§ GOAL
Quote the listing below in its entirety.

(Dataset rows on where objects appear)
--------------------

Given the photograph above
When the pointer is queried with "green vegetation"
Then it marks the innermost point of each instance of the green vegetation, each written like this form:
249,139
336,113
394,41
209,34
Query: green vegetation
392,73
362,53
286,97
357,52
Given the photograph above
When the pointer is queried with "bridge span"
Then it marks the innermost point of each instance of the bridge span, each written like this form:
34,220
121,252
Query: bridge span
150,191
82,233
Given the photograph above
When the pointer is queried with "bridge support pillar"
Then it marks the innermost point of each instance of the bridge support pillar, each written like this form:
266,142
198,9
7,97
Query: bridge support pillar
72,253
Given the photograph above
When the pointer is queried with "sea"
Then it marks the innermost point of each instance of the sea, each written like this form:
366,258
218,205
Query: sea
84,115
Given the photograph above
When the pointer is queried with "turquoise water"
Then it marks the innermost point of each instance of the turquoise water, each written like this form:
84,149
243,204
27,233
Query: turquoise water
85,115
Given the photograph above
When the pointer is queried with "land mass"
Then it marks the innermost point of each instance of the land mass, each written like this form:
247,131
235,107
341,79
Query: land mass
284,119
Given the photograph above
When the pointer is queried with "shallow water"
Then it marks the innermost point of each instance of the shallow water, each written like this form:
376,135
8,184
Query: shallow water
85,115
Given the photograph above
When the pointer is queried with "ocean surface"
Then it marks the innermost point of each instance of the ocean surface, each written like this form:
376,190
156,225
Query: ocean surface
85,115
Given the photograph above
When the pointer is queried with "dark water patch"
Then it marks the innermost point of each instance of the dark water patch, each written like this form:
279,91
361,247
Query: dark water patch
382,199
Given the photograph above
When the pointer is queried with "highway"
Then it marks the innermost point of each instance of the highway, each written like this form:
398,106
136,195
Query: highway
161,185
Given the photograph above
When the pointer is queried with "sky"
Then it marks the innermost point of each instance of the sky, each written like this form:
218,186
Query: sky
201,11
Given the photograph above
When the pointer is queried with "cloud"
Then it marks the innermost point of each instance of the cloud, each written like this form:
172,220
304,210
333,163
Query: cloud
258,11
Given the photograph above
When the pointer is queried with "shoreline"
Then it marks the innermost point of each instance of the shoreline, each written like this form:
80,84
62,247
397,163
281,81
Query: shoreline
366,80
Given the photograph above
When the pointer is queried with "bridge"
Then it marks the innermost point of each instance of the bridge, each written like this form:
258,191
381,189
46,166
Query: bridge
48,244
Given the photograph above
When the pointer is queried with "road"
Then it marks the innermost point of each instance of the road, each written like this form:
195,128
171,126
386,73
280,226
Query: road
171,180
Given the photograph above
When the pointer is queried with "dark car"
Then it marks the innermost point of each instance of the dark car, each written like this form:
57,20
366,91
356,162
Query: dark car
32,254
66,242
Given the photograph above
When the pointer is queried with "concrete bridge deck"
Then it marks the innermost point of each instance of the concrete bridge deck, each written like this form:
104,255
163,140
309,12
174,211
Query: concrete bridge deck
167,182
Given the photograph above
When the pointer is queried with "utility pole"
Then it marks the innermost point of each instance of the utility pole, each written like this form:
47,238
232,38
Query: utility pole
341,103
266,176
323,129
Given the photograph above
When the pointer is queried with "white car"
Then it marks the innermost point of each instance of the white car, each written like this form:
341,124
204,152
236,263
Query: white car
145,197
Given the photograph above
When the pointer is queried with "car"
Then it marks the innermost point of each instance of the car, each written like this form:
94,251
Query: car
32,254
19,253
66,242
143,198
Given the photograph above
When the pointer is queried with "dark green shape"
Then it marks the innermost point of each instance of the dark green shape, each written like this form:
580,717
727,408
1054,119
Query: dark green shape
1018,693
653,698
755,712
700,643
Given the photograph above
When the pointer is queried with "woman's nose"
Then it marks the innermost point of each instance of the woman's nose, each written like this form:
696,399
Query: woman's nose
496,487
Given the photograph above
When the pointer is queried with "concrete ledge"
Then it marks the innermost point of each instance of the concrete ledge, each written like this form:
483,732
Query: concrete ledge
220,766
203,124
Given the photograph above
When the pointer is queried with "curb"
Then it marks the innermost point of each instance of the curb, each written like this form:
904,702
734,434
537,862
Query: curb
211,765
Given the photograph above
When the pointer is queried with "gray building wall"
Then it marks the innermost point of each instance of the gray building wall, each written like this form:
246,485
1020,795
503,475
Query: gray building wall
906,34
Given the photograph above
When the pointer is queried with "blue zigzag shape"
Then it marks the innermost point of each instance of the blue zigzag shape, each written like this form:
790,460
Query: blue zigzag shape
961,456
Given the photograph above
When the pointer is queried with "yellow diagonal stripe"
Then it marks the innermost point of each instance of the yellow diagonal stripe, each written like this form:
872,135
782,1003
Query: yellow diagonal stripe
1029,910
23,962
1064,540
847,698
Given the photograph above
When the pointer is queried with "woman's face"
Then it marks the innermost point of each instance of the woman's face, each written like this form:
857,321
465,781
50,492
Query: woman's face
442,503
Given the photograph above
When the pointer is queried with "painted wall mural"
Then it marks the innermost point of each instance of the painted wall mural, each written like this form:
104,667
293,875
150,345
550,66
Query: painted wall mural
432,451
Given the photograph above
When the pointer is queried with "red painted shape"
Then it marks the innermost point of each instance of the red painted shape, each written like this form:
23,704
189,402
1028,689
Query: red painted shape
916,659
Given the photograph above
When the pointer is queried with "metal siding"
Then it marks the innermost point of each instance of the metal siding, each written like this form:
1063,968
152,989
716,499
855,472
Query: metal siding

--------------------

§ PROBLEM SOLUTION
Given the photograph above
When the pointer is queried with "green vegetation"
Then it marks the innermost point of each instance of the green vegetation, each written like this form:
249,139
336,113
394,41
209,34
Query: green vegetation
392,73
362,53
286,97
357,52
Given the photograph above
When the pointer is queried with "bridge span"
Then it marks the innermost point of each instance of the bridge span, each written like this form:
34,220
121,252
Query: bridge span
150,191
82,233
Given the photograph above
When the pointer is queried with "bridge support pillar"
Then it marks the innermost point of each instance of the bridge support pillar, each written like this form:
266,142
198,9
7,97
Query: bridge support pillar
72,253
Given the photograph above
When the pointer is queried with "sea"
Then it marks the innermost point of each instance of the sea, each written like this form:
366,258
218,205
Query: sea
84,115
Given the photograph above
When the pointer is queried with "turquoise water"
Then it marks the innermost point of each instance of the turquoise water, each written like this form:
84,149
243,204
27,233
Query: turquoise water
85,115
Given the photograph above
When the pointer is queried with "land mass"
Then it marks the innermost point of each instance of the land mass, each written like this form:
247,131
235,107
341,79
Query: land mass
284,119
Given the photograph above
When the pointer is queried with "shallow water"
Then it marks the innermost point of each instance of the shallow water, each written like this form:
376,135
8,184
Query: shallow water
85,115
Given the photograph above
When the pointer is queried with "ocean surface"
Then it marks the innermost point of each instance of the ocean surface, each written like this form:
376,190
156,225
Query: ocean surface
85,115
Given the photograph above
When the pointer is queried with "dark water patch"
Then it marks the innermost point of each instance of the dark water patch, each written like this form:
279,91
361,247
Query: dark water patch
382,199
Given the photograph above
When the pointer is queried with "highway"
Then it marks the innermost point of each instance of the highway, each written like this form:
398,106
136,195
Query: highway
161,185
Given the photograph above
When the pointer is queried with "sky"
Then it marks the innermost point of each instance of the sky, each written like this form:
218,186
Query: sky
201,11
Given the photograph above
When the pointer is queried with "cloud"
Then it marks the innermost point of each instance of the cloud, each written like this form:
172,220
304,210
333,163
Query: cloud
258,11
Given the photograph above
When the pointer is queried with "shoreline"
Then it marks the innermost point of each instance of the shoreline, each written like this form:
80,84
62,247
397,163
281,81
Query: shoreline
366,80
Given the photograph above
When the pointer is queried with "bridge"
Then it marks the innermost point of each instance of the bridge, each written like this form:
258,191
381,189
46,166
Query: bridge
48,244
Given the photograph above
When the pointer is queried with "road"
Then it marks the innermost point of each instance of the road, each written like this form:
195,128
171,126
386,73
280,226
Query: road
171,180
Given the photograph above
When the pointer is queried with "dark car"
Then it marks the innermost point of each instance of the dark car, each written like this form:
57,20
366,91
356,162
Query: dark car
32,254
66,242
Given the photograph above
When the pointer is queried with "concrete bridge deck"
Then it marks the innermost point of each instance of the concrete bridge deck, each written like this form:
104,255
163,140
309,12
174,211
Query: concrete bridge deck
167,182
Given the photograph above
When the pointer is queried with "utility pole"
Then it marks the innermost point of each instance of the utility pole, each written like this form:
47,238
232,38
Query: utility pole
341,103
266,176
323,129
Given the photograph above
When the pointer is queried with "white car"
Then it marks the innermost point of each instance of the white car, each written like this form:
341,124
204,152
236,263
Query: white car
145,197
Given the photograph above
When the pointer is queried with "car"
Then it marks the innermost point of each instance of the car, each written like this form:
94,251
Query: car
32,254
19,253
66,242
143,198
Given the photograph above
When the pointer is queried with "dark green shape"
Then it marks the innermost point of each instance of the dark green shape, each written like this form:
580,717
727,408
1054,119
Query: dark green shape
1018,693
653,698
755,712
700,643
Given the photograph above
When the pointer is queried with "woman's nose"
Then it marks the innermost point of each instance of the woman's nose, each written like this form:
696,399
Query: woman's nose
496,487
Given the photograph above
When the pointer is queried with "concrete ledge"
Then it marks the innermost point of each instance of the concrete ledge, each written like this form:
483,732
Query: concrete ledge
220,766
203,124
Given the photograph above
When the pointer is queried with "curb"
Then it marks the innermost point of each instance of the curb, each written like this form:
904,702
734,434
537,862
Query: curb
211,765
Given the photograph above
When the pointer is queried with "gray building wall"
Then it marks the innermost point of each instance of the gray building wall, each written like this form:
246,485
1020,795
503,475
Query: gray building wall
906,34
Given the photograph above
When the pointer is queried with "blue zigzag shape"
Then it marks the innermost point of each instance of the blue zigzag shape, each written like this form:
790,460
Query: blue zigzag shape
961,456
Given the photograph above
When the pointer is queried with "yellow diagonal stripe"
Then it marks the innermost point of each instance of the yellow diagonal stripe, each written like this form:
872,135
782,1003
Query: yellow diagonal stripe
1029,910
23,962
1064,540
847,698
Given the photograph above
When the pointer is queried with "woman's face"
Then it marks the innermost point of each instance of the woman's face, each written like this form:
857,321
465,781
50,492
Query: woman's face
442,503
Given the photograph above
When the pointer is queried with "painted wall mural"
Then it marks the innermost point of each instance of the painted wall mural, each written like this form:
104,667
293,875
150,345
550,66
Query: painted wall mural
432,451
Given the photograph above
When the pointer is queried with "red painted shape"
Then it marks the innermost point of each instance of the red painted shape, each written like this form:
23,704
189,402
1028,689
Query: red painted shape
916,659
Given the photograph above
When the pointer is queried with "metal siding"
Then it marks the innermost point of each instance of the metal siding, each written like this form:
1063,968
152,989
716,499
855,472
Query: metal siding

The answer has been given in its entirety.